[Outline annotation records]
----------
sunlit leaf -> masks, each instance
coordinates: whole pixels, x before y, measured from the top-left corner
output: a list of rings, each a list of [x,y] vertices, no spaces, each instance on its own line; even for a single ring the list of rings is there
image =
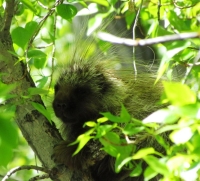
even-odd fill
[[[165,94],[172,104],[186,105],[196,102],[195,93],[187,85],[175,82],[164,82],[163,84]]]
[[[59,16],[66,20],[71,20],[76,14],[77,9],[71,4],[60,4],[56,7]]]
[[[173,131],[170,134],[171,140],[176,144],[186,143],[193,136],[193,132],[190,127],[185,127],[177,131]]]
----------
Stated task: Revise every item above by swapping "whole pixels" for "integer pixels", keeping all other text the same. Don't include the picture in your answer.

Output for this exercise:
sunlit leaf -> masks, each instance
coordinates: integer pixels, x before y, measured from the top-left corner
output: a list of rings, each a list of [x,y] vertices, no spaces, each instance on its own line; even for a single ring the list of rings is there
image =
even-odd fill
[[[165,94],[172,104],[186,105],[196,102],[195,93],[187,85],[175,82],[164,82],[163,84]]]
[[[59,16],[66,20],[71,20],[76,14],[77,9],[71,4],[60,4],[56,7]]]
[[[173,131],[170,134],[171,140],[176,144],[186,143],[193,136],[193,132],[190,127],[185,127],[177,131]]]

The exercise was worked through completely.